## RECORDS SHOWN
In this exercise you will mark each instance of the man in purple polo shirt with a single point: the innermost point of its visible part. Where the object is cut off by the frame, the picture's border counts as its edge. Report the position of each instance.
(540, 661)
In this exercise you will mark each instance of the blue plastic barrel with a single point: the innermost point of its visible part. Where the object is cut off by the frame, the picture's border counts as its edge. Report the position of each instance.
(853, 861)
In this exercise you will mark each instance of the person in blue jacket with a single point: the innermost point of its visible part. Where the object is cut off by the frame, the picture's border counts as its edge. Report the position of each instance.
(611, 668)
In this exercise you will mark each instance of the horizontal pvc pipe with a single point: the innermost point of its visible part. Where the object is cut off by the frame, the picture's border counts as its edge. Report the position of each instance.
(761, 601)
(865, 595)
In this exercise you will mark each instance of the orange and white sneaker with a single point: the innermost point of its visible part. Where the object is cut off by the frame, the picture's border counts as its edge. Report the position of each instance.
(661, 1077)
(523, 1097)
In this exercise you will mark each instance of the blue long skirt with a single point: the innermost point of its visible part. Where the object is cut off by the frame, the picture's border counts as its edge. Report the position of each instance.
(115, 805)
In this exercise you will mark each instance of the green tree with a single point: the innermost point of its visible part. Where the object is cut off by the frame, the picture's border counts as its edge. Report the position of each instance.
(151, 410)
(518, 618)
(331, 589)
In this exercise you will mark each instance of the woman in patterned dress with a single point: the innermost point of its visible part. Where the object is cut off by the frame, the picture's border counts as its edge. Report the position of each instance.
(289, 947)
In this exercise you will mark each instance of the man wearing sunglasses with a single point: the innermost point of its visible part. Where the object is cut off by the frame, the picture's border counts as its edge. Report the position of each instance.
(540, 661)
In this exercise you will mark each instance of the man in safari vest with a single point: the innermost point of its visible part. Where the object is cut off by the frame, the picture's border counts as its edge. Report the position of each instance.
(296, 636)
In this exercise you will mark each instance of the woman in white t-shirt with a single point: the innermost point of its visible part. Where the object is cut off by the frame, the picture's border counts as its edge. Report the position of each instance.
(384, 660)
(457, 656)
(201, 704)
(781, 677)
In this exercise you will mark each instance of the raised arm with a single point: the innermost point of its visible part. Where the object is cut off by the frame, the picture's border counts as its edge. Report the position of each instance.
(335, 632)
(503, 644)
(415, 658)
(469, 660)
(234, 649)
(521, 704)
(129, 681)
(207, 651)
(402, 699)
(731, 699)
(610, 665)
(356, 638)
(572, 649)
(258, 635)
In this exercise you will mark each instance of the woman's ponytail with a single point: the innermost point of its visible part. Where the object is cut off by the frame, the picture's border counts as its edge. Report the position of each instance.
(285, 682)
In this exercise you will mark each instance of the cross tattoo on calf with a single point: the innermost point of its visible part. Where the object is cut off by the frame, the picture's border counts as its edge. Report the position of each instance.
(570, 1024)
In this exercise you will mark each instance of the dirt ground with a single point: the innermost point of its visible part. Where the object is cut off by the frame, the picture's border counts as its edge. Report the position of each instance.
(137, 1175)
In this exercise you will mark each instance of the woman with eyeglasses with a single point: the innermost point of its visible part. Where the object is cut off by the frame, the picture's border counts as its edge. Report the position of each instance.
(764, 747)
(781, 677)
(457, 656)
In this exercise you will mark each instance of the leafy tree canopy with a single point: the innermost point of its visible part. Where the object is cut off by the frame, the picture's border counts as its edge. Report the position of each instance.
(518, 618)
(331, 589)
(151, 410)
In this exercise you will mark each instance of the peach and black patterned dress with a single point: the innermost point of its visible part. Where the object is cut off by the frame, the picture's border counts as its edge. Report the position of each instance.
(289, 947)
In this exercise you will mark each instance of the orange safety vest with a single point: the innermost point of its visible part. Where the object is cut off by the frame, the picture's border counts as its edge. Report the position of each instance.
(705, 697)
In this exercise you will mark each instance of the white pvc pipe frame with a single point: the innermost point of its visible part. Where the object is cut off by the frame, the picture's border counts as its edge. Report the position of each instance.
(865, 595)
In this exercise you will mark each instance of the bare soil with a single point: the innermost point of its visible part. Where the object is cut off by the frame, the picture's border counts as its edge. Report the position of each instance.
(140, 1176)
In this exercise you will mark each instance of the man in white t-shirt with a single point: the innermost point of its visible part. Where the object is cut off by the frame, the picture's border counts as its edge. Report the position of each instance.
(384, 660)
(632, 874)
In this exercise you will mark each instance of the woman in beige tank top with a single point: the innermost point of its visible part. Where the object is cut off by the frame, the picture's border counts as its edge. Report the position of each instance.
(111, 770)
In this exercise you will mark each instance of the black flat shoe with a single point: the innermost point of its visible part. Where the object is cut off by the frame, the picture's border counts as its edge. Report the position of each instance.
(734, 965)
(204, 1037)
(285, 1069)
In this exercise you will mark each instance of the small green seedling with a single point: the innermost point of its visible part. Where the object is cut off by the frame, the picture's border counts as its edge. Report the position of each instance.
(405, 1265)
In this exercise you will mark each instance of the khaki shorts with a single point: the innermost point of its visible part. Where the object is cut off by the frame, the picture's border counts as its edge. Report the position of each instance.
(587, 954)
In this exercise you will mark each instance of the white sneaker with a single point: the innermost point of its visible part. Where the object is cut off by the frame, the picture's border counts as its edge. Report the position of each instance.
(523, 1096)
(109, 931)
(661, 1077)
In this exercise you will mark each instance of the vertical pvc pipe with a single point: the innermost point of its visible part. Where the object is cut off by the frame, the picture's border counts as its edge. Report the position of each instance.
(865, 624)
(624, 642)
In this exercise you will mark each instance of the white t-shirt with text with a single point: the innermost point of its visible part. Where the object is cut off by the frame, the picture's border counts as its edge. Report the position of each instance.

## WRITTEN EXERCISE
Output an exact copy of the lines beginning at the one that holds "woman in beige" and running through the final line of the records.

## COMPLETE RESPONSE
In this exercise you will mark each instance of the woman in beige tank top with a single point: the innermost point of its visible part. Where the object is cut off by the frame, the picture's border counts as its edge. Report the position of each instance.
(111, 770)
In this exercise you will mark each instance of the black flat shoe with a single point: the innermost point of its visible part. Where the object is cut off by the frame, the picture's border counts as its edge. Report the position of each instance.
(734, 965)
(204, 1037)
(285, 1069)
In this exercise you will mark each instance of the small green seedling with a single point: the innermost point of its visible part. Where the object is cut off by the frame, the picture's border counts as its edge. Report the position of each instance.
(405, 1265)
In this exercise you will mark each instance of the khaki shorts with a single point: the innermost point of its visible part. Where the object is cut off by the frame, the picture's border counts as its edge. Report the position of each instance.
(587, 954)
In this exercise you will mark each instance of the white sneaker with a single point: the innermost point of its visible part. Where the object is cut off by the frame, the picture's border counts as its edge. Report the position of each instance.
(523, 1096)
(109, 931)
(661, 1077)
In this exercise you will mark each instance of the vertical pvc pipe with a single point: the innermost point of its visible part. Where the object is cut off by the frame, the picture's border counts as its edge. Report the position of each instance.
(865, 624)
(624, 642)
In this exercise you will mark each instance of the white t-shirt with text with a single point: the innermost point of its visible part. Where the object is cut off by the frame, the picture's border counts as its edge. Report the position of each instance.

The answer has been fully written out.